Directions =
Below is some material. Set down exactly the line where "Task: set a dot on every instance of the pedestrian" appears and all lines after it, and stop at the last line.

Input material =
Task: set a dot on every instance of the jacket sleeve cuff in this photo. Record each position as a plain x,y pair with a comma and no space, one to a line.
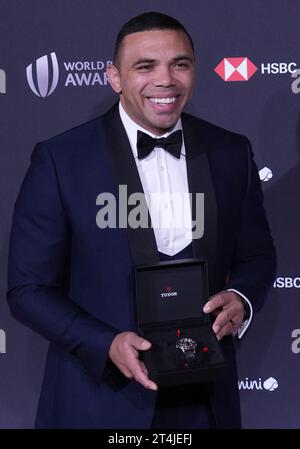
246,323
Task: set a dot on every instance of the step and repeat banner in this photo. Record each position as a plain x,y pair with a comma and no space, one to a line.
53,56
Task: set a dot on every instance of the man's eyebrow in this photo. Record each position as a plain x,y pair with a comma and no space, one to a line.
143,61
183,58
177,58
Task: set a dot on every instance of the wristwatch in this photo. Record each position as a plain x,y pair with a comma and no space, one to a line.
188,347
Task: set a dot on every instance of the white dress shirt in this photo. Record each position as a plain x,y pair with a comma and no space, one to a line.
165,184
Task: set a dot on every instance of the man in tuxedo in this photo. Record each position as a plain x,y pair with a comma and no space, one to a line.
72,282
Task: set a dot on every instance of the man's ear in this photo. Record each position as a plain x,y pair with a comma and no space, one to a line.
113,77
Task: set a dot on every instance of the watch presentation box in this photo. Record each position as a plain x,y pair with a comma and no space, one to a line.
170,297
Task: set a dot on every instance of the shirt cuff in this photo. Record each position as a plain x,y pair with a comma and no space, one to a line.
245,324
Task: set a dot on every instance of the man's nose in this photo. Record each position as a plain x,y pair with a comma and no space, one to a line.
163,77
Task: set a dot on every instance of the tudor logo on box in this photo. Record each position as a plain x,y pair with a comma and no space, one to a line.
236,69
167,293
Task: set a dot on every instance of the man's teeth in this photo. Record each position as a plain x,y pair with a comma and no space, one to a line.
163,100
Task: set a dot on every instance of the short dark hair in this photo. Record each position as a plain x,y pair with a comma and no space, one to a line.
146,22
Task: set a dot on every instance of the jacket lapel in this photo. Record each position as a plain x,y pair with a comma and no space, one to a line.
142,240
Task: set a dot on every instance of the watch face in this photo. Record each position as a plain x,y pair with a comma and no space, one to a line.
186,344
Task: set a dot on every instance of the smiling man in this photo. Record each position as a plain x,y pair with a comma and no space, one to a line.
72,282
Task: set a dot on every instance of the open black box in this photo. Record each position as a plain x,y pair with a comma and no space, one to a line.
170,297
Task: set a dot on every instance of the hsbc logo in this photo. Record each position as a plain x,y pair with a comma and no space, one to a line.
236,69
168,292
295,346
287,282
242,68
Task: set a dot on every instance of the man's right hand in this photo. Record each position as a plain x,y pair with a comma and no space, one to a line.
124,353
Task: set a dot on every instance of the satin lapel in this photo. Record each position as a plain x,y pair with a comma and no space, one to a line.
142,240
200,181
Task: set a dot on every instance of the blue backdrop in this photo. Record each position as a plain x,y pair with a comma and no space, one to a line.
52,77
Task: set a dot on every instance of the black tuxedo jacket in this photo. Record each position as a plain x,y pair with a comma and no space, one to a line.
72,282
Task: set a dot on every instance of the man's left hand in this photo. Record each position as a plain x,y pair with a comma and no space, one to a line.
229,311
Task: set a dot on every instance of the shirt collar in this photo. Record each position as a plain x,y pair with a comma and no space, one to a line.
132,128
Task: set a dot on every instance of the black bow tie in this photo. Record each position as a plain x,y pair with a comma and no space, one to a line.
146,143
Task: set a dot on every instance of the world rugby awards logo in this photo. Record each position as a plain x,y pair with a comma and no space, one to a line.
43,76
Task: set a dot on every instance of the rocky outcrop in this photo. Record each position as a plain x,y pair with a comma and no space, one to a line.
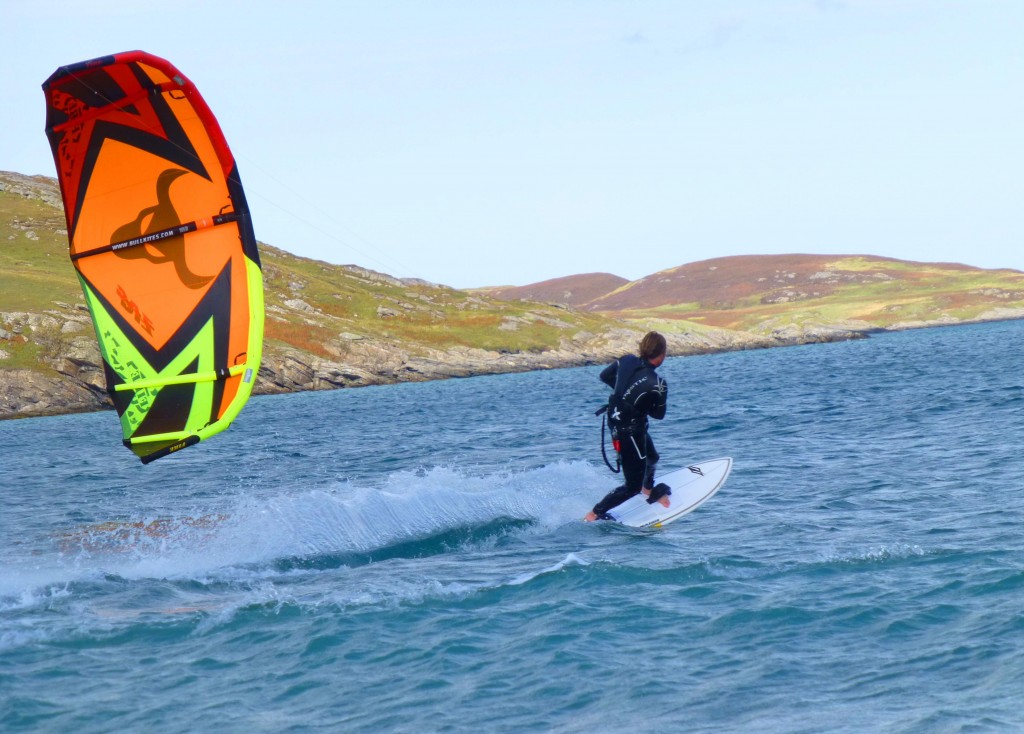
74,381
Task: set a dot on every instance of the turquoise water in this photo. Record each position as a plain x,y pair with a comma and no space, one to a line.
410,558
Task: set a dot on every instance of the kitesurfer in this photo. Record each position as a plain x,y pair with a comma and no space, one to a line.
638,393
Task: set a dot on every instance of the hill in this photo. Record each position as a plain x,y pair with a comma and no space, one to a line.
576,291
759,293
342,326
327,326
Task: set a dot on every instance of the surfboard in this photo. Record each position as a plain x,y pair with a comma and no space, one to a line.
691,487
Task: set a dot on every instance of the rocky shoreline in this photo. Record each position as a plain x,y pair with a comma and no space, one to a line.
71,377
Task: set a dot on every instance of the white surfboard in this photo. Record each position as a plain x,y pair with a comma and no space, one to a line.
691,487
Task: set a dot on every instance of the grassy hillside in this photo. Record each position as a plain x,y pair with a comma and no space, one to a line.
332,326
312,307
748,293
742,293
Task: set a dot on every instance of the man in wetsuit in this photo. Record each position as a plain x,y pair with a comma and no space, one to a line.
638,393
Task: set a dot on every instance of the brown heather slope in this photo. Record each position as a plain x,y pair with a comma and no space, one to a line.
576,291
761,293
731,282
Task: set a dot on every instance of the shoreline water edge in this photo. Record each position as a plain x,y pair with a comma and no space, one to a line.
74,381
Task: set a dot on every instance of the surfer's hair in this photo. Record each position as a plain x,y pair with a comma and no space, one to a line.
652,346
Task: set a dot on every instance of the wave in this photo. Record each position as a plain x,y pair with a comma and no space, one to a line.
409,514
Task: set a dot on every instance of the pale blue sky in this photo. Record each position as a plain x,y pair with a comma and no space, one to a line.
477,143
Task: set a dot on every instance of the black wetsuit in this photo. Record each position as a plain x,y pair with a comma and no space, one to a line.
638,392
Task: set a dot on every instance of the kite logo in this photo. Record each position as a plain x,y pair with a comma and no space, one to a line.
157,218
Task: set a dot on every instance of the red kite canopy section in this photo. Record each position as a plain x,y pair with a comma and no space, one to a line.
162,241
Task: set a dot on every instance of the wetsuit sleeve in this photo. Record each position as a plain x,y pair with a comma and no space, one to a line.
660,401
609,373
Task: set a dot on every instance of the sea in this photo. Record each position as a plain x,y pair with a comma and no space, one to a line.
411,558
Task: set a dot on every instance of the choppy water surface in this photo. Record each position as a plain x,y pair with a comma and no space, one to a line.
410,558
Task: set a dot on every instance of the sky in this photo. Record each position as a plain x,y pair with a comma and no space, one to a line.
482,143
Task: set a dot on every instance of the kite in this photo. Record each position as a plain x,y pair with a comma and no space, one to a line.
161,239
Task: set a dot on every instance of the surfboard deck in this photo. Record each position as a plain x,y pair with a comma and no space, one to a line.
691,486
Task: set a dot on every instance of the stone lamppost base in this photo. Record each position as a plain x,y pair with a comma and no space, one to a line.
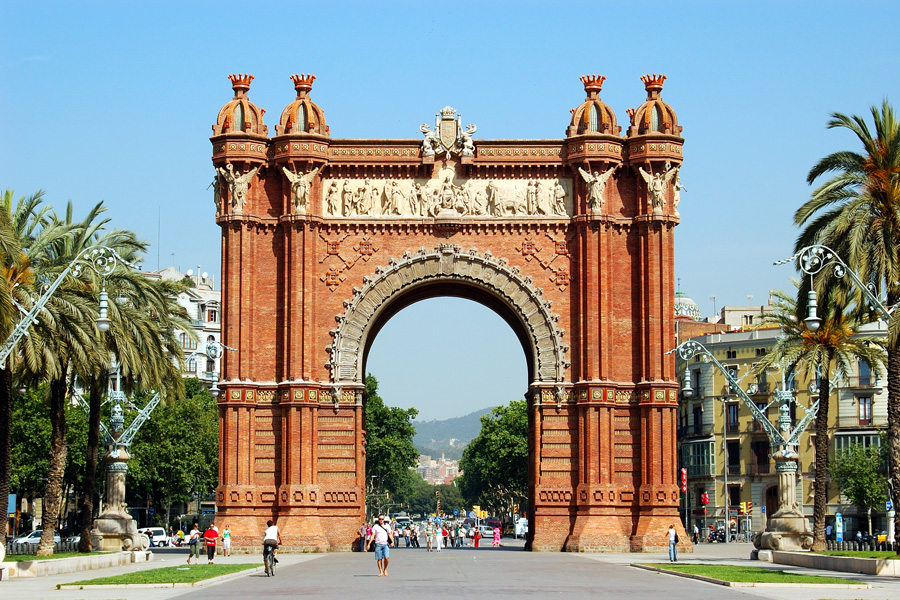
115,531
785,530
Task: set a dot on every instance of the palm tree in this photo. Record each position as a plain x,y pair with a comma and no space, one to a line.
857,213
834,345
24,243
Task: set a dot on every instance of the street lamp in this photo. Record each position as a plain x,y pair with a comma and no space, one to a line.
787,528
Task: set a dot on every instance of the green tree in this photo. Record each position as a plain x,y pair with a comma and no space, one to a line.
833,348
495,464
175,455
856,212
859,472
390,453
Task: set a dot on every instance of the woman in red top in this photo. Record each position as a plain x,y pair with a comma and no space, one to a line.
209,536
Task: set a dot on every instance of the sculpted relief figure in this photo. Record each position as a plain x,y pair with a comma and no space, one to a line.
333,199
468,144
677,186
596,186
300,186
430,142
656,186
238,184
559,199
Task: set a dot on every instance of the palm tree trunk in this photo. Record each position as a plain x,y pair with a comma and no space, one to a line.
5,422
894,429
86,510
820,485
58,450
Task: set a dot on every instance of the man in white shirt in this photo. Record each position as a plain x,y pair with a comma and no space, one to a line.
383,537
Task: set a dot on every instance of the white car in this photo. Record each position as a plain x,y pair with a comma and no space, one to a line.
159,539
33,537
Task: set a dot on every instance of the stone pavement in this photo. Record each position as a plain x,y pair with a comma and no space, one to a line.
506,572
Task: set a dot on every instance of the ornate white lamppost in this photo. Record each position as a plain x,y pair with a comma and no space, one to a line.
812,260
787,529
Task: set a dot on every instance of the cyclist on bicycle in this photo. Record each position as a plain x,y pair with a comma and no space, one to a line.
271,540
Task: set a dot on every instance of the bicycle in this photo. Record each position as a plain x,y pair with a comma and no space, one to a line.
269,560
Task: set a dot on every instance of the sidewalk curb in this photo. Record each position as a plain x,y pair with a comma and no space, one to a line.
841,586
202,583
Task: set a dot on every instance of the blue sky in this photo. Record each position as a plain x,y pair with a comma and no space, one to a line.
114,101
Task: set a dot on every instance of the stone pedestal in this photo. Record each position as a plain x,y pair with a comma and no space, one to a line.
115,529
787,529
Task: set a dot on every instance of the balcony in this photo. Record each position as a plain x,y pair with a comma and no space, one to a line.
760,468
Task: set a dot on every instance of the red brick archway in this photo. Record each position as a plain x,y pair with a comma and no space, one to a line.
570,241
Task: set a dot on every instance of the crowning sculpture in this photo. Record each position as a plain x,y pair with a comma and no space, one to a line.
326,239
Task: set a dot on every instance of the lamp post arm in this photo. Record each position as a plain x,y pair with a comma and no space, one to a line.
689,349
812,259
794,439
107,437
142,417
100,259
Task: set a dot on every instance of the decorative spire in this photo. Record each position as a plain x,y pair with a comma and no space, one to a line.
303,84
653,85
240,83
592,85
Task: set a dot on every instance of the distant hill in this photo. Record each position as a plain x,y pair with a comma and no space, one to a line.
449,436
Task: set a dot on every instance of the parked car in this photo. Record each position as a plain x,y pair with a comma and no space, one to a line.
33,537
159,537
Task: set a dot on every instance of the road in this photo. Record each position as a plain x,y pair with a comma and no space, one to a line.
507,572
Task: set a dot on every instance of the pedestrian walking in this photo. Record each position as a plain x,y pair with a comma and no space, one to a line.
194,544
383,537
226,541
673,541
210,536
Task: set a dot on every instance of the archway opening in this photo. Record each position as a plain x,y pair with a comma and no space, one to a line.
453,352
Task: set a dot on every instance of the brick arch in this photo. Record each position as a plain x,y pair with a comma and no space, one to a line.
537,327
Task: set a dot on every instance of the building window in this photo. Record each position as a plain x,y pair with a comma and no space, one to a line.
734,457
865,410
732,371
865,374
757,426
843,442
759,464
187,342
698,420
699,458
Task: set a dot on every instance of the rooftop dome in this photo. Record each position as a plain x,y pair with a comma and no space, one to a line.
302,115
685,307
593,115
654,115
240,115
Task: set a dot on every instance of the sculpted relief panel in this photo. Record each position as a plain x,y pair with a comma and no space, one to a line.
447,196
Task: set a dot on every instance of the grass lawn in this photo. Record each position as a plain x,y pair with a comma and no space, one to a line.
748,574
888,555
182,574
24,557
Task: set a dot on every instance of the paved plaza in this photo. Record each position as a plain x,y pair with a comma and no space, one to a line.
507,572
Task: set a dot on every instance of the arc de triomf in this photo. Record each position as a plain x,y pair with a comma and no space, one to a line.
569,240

Written solution =
Task: set a dot on every instance of the pedestrian walking in this photo. Record each position as a plain x,y pair with a comma and no space, one to a line.
194,544
383,537
226,541
673,541
210,536
Task: set a dot on every instance of the archway opening in this photo. Record each position as a plain x,y pair with a comma and no space, one to a line.
453,352
Task: set a dot on every instance of the brick arch in this photo. Record each position as a plain x,y pair with a comma and no space, one to a line.
537,327
Task: set a dot on every instance of the building window in this photo. Record each position as a plain x,y pair with a comma and no space, one to a line.
734,457
865,410
732,371
865,374
757,426
843,442
759,464
187,342
698,420
699,458
Task: set a dot on every instance of the rooftop dome in this photo. Record each position as a plain x,y pair with a comma and no space, one to a line.
302,115
685,307
593,115
654,115
240,115
Task: set a dot on every instance of the sculpted relief panel in this photo. Record each position as a plain x,y pair with a comma and no space, one to a line.
447,196
Task: set a dot on every instance of the grass lawn in this photo. Record each position as a plain x,y pair with a comma and no space, one to a line.
748,574
888,555
182,574
24,557
Task: set a dot on every instance of the paved plaza in this photo. Record each position as a plain x,y pair with a comma and no space, one to a line.
507,572
Task: set a dot on every instance of the arc de triomf in this photo. Record each position as a plain x,y pair with a comma and no space, one to a line.
569,240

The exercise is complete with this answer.